- **MATERIAL FOR THE TASK**:
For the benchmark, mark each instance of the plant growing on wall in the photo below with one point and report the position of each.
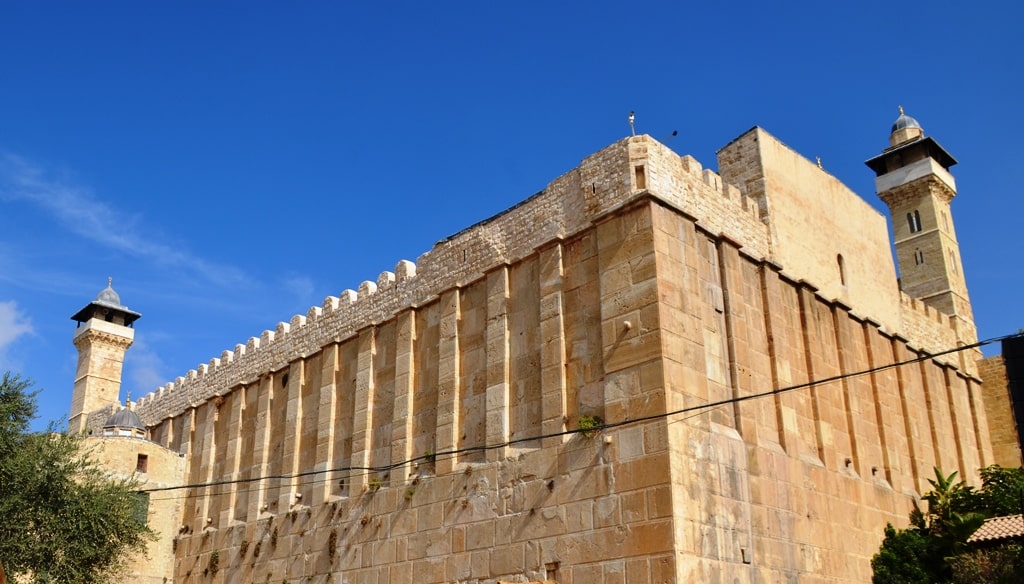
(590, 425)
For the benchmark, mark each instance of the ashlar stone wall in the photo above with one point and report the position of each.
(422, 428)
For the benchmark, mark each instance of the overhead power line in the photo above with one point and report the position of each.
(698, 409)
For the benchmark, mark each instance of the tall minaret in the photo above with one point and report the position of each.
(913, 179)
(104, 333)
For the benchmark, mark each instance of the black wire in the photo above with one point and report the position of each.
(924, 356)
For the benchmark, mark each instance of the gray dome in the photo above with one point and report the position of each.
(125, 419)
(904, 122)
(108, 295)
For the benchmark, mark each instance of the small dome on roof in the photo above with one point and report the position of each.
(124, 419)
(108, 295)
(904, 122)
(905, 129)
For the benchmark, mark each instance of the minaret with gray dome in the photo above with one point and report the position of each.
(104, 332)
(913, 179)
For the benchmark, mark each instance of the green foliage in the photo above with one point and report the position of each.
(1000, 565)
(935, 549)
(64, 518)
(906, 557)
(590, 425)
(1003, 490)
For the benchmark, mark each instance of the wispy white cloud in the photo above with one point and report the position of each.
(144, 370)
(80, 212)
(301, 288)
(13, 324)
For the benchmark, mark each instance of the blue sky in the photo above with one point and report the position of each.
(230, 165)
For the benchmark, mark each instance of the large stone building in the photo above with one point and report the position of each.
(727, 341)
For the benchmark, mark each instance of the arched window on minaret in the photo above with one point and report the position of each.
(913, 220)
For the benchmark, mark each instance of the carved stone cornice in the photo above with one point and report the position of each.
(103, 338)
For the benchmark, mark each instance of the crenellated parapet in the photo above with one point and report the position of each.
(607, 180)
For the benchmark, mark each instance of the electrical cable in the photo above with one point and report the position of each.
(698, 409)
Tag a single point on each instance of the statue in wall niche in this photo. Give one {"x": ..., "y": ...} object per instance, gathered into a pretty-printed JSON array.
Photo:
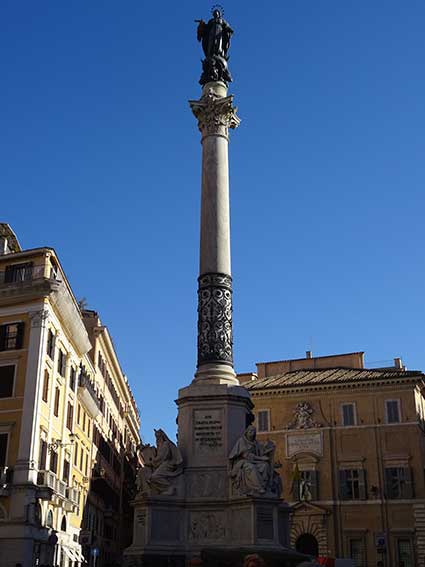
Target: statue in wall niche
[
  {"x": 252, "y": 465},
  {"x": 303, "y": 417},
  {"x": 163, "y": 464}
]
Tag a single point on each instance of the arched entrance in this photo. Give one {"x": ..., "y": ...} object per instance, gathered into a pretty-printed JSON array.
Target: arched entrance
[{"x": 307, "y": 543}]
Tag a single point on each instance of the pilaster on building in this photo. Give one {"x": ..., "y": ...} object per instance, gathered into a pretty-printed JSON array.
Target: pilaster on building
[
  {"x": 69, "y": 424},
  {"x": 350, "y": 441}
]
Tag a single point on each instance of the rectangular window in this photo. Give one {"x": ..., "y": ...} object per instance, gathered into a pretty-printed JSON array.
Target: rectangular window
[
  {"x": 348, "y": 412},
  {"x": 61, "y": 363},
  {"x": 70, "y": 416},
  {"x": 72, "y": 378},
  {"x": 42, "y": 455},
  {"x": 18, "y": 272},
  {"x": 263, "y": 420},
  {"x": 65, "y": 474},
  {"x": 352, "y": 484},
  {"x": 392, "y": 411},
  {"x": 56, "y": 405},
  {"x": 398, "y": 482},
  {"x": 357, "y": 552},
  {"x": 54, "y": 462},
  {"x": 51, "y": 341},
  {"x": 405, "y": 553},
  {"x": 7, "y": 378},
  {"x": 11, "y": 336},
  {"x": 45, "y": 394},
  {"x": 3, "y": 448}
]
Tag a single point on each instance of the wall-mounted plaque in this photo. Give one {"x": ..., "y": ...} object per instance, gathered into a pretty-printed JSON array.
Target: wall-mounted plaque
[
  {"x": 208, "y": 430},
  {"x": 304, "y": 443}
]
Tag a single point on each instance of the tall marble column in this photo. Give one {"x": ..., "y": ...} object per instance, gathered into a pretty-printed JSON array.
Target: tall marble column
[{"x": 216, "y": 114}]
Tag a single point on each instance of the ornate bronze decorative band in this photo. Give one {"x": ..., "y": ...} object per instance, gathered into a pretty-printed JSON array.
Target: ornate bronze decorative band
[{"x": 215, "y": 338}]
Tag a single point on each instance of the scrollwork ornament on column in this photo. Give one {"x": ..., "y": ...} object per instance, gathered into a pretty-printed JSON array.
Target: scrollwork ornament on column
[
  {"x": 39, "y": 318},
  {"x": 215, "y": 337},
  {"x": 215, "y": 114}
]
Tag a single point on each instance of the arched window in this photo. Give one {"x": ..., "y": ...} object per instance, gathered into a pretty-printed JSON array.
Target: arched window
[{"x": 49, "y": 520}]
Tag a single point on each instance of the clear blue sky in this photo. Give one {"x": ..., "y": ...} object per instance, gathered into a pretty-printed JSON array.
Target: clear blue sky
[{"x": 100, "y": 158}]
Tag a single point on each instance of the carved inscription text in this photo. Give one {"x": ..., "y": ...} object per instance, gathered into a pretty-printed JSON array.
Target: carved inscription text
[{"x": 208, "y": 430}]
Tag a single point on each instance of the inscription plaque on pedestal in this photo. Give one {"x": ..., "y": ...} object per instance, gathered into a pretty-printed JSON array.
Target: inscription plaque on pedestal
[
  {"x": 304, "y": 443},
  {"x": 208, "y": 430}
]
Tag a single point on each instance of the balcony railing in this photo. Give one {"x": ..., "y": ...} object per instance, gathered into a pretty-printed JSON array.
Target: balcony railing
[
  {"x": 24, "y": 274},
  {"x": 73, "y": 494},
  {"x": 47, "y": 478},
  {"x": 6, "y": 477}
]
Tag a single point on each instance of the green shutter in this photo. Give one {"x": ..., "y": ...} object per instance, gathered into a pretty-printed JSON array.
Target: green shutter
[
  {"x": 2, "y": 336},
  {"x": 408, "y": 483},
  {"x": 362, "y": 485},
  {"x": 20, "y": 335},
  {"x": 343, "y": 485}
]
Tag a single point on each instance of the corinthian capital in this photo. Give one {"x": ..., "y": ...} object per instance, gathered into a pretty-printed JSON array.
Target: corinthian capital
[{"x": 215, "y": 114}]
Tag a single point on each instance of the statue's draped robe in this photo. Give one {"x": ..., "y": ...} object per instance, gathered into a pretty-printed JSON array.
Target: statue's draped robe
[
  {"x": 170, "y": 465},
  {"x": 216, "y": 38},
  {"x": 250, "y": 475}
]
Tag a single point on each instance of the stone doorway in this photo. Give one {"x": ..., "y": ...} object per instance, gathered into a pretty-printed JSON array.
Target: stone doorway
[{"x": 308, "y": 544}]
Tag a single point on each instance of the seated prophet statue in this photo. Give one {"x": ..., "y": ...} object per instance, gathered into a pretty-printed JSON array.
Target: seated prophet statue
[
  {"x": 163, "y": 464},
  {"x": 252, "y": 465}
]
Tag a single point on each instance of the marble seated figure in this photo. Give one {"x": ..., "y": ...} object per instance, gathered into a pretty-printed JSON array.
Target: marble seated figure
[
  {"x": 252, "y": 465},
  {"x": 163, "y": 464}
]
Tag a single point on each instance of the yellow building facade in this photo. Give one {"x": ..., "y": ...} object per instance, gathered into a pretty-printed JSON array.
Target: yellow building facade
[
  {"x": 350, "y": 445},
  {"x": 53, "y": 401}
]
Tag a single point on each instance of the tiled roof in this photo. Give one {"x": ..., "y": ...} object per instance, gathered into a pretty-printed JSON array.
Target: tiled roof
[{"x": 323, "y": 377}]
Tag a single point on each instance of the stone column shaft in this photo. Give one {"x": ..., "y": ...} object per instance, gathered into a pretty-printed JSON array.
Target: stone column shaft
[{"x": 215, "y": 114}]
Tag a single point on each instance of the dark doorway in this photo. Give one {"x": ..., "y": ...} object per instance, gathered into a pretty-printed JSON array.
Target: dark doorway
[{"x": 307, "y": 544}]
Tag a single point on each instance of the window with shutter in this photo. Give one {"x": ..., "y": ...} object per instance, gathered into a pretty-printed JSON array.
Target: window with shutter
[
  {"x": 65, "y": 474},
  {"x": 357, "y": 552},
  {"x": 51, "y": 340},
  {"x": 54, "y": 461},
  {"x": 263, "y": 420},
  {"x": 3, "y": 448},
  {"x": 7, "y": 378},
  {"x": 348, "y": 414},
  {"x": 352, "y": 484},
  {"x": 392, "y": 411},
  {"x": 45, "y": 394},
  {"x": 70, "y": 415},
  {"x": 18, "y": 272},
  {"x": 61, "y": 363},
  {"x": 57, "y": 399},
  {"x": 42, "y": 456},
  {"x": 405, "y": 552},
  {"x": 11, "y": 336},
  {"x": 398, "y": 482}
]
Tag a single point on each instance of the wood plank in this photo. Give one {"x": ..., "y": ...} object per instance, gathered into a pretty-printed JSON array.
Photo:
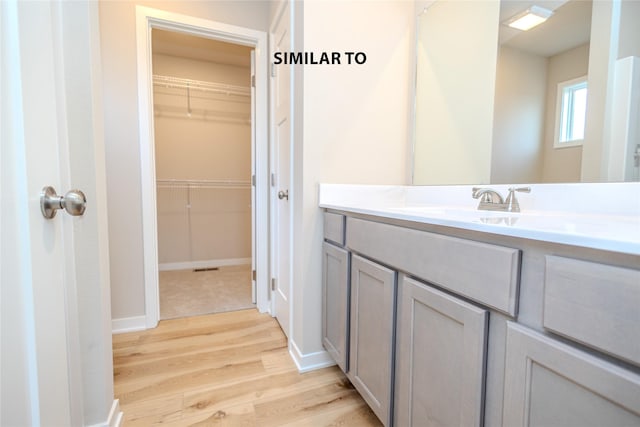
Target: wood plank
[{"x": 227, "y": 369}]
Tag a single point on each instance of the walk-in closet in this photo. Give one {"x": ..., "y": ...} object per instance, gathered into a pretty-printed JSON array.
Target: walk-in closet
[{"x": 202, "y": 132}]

==

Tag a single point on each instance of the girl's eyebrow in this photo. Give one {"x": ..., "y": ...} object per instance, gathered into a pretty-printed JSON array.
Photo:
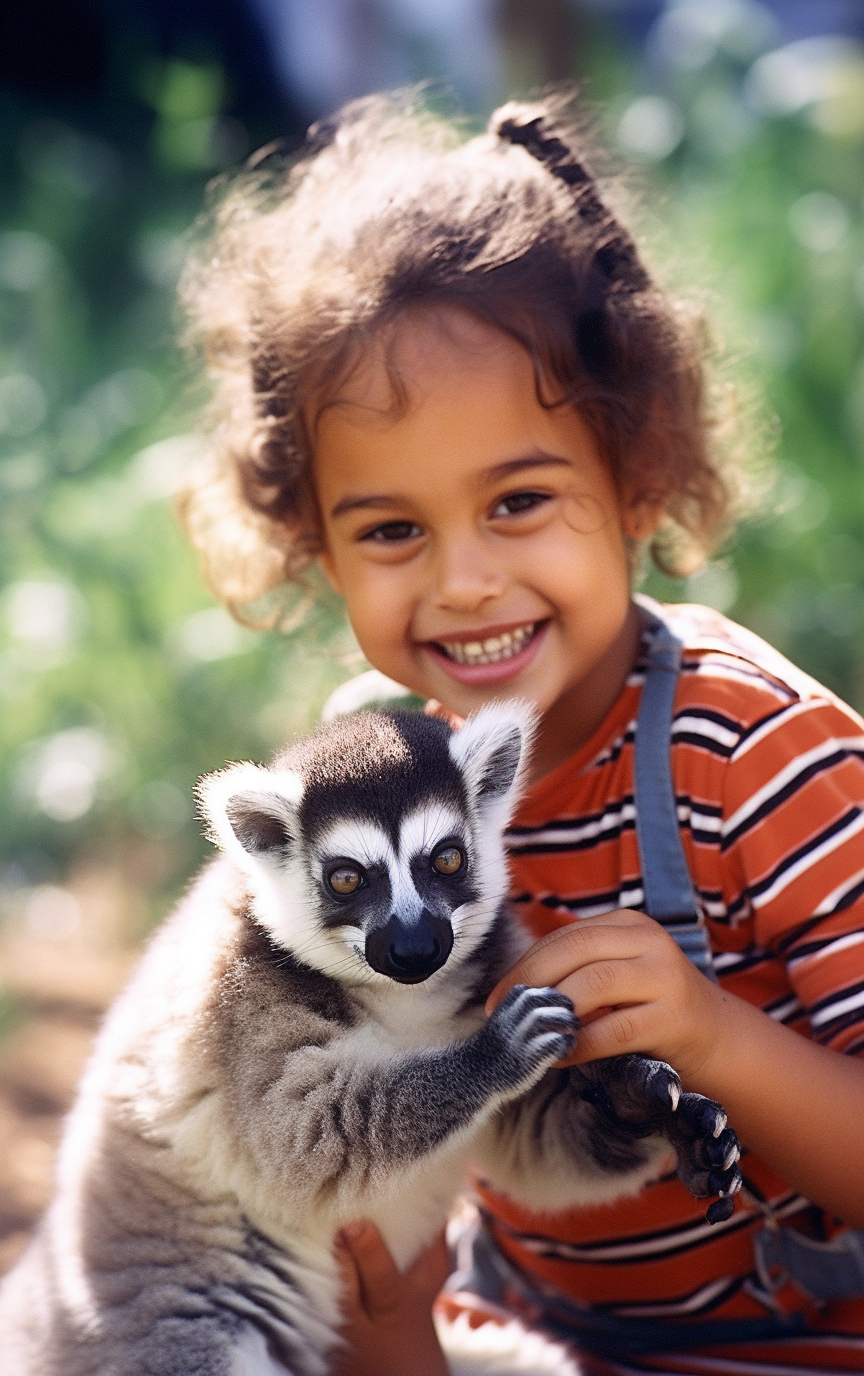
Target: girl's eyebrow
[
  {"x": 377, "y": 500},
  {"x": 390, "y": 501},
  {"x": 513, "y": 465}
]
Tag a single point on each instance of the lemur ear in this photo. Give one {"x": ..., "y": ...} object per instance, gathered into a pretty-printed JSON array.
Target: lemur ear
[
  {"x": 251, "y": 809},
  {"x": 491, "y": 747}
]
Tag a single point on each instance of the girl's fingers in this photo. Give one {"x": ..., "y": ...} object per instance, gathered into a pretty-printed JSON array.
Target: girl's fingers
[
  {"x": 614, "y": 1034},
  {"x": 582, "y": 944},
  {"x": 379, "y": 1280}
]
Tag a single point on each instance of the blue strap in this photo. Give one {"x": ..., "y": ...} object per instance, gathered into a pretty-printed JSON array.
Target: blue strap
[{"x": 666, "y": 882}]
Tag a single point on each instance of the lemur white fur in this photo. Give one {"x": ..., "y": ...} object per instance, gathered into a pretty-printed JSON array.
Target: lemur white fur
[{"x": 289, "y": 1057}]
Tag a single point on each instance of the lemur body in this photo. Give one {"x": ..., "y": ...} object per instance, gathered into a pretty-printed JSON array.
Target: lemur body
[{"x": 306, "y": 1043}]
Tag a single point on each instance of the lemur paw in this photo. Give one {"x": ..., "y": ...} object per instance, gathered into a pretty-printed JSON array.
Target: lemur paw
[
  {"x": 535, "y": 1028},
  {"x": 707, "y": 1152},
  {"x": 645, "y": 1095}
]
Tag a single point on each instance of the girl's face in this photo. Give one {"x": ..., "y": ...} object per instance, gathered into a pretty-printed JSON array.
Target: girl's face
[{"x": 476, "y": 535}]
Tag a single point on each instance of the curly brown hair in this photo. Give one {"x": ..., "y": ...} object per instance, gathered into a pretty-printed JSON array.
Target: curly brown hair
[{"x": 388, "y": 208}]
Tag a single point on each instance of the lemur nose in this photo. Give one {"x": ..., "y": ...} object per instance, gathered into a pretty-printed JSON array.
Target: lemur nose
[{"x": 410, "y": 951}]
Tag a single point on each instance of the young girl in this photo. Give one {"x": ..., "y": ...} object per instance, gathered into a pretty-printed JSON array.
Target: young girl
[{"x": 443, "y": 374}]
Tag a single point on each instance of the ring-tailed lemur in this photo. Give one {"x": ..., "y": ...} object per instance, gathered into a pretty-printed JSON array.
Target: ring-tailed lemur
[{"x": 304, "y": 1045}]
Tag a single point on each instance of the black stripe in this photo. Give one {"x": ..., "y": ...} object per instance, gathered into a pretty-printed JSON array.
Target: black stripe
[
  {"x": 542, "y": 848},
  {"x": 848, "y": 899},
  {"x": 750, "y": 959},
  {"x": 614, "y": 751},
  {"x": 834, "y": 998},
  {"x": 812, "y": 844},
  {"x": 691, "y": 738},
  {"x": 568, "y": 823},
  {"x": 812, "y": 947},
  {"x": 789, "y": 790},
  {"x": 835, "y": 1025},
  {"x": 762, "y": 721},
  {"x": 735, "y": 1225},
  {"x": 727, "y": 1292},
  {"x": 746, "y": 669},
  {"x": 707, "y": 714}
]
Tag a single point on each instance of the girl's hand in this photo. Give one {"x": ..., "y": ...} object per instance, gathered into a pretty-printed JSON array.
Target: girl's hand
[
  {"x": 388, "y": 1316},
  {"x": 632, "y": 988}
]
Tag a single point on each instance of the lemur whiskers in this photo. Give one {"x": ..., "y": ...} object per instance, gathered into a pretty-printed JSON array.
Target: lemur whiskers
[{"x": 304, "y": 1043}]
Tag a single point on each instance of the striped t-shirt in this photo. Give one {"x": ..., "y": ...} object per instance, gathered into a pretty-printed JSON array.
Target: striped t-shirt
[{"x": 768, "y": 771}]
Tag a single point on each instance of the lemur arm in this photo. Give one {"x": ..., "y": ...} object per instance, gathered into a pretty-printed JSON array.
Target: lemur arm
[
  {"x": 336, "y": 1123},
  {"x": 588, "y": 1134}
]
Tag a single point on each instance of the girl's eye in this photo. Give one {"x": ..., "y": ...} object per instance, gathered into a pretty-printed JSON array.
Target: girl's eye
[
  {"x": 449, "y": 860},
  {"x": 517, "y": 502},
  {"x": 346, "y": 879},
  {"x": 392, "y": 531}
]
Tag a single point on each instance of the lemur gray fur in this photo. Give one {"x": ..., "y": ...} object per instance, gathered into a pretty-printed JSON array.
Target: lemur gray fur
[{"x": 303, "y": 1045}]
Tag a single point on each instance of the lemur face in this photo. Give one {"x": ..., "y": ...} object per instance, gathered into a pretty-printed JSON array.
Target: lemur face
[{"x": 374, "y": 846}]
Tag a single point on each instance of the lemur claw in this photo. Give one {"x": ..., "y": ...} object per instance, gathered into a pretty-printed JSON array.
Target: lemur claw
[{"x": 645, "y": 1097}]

- **STATED TASK**: Copy out, word for word, the entries that begin at the line containing "For the benchmark, mark each instance of the gray" and end with the line containing "(1003, 490)". Include both of those lines and nothing else.

- **THE COMPLETED TASK**:
For the benchmark, mark each instance of the gray dome in the photo above with one point and report the position of each.
(125, 419)
(904, 122)
(108, 295)
For the benchmark, mark each instance of the small dome on roof in the photo above with one point and report the position of each.
(124, 419)
(108, 295)
(904, 122)
(905, 129)
For the benchmark, mark each instance of the minaret with gray dome in the photo above with one point and report the position of each.
(104, 332)
(913, 179)
For the benchmark, mark each instance of the green foliage in the photo above with one point and report the position of each.
(1000, 565)
(935, 549)
(64, 518)
(906, 557)
(590, 425)
(1003, 490)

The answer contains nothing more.